*** PAGE TEXT
I am part of the Partners Engineering team at Gusto, building our product for accountants and bookkeepers. Our team recently decided we could do more to work on experiment-based projects - putting out new features quickly and iterating on them based on customer feedback. We wanted to work on projects defined by outcomes.

In part one of this series, we discussed how to identify an outcome-based experiment and define a realistic minimum lovable product (MLP). In this final part of the series, we will take a closer look at how to actually bring an experiment to life as a full-fledged feature. If you think the hard work is complete once the project is defined, think again! Scope creep is a real and constant danger. Deciding how to iterate on an initial experiment can be easy - if you have the right data. Finally, there is some clean up to do! Fast experimentation can be messy and a responsible engineer should always strive to leave their code in a tidy state.

Start with hardcoding

My coworker Alyssa Hester and I were going to build a way to recommend our trusted accountant partners to Gusto small businesses. We wanted to create custom recommendations between these two parties based on their common characteristics.

However, we needed to keep in mind, the goal of this experiment was to determine if we should move forward with building a recommendation engine. An ideal experiment would test a hypothesis with the minimum possible resources. This meant using a tool that is typically extremely frowned upon in a production environment - hardcoding.

This experiment would be heavily hardcoded and purposefully not scalable. We would launch it to a select group of small businesses. For each of these small businesses, our data science team would use an algorithm to manually generate a recommended accountant partner. This was a starting point from which we could determine if it was worth the engineer time to build out a full-featured recommendation engine.
******
*** GIVEN DATA
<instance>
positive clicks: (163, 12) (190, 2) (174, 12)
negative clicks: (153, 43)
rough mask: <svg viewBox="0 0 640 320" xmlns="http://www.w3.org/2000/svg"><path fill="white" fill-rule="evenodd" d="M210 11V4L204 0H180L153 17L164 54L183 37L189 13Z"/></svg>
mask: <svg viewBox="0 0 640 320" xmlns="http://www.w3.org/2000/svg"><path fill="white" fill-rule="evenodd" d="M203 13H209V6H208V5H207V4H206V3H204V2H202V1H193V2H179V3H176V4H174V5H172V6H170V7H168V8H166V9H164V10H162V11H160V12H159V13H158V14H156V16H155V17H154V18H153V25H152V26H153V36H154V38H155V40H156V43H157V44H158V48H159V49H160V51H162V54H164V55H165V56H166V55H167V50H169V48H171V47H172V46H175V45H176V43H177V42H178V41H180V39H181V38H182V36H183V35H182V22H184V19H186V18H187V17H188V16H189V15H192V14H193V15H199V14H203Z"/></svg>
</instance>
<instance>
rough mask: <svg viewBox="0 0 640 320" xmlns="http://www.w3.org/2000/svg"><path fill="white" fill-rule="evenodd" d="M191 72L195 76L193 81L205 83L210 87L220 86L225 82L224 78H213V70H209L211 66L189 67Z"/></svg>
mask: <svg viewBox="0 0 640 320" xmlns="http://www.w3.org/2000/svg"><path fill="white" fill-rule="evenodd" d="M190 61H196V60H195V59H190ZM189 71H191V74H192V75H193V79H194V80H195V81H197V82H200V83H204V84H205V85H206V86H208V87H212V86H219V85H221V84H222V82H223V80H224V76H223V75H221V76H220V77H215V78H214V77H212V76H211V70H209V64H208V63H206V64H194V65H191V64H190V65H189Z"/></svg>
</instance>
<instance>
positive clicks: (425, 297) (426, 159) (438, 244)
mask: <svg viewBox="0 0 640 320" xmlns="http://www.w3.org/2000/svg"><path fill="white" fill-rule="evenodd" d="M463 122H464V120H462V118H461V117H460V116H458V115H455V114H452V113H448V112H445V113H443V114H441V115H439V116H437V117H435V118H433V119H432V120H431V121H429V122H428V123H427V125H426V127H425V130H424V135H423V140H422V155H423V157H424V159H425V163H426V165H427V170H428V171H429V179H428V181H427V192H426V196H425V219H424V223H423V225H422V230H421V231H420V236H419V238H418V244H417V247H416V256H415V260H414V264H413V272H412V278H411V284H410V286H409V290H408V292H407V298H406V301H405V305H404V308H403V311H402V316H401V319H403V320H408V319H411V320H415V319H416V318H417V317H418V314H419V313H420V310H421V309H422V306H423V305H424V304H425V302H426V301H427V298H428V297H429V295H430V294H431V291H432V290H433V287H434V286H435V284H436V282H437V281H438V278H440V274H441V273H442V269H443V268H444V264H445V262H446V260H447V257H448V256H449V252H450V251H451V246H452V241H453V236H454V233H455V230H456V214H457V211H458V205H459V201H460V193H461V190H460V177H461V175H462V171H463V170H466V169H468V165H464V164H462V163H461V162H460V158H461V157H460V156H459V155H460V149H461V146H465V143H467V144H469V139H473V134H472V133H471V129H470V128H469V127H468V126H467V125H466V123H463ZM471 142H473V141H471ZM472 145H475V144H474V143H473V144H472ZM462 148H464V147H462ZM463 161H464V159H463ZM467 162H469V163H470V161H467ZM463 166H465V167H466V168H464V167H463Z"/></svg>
******
__TASKS TO COMPLETE__:
1. Could you output, word for word, the passage of the Gusto experimentation post above starting with "My coworker Alyssa" and going on through "environment - hardcoding."?
2. Which companies and teams does the Gusto experimentation post above name? List every one.
3. Answer these about the Gusto experimentation post above:
(a) What does MLP stand for?
(b) Who worked with the author on building the accountant recommendations?
(c) Which team generated a recommended accountant partner for each small business?

__SOLUTIONS__:
1.
My coworker Alyssa Hester and I were going to build a way to recommend our trusted accountant partners to Gusto small businesses. We wanted to create custom recommendations between these two parties based on their common characteristics.

However, we needed to keep in mind, the goal of this experiment was to determine if we should move forward with building a recommendation engine. An ideal experiment would test a hypothesis with the minimum possible resources. This meant using a tool that is typically extremely frowned upon in a production environment - hardcoding.

2.
- Gusto
- the Partners Engineering team
- the data science team

3.
(a) Minimum lovable product.
(b) Alyssa Hester.
(c) The data science team, using an algorithm.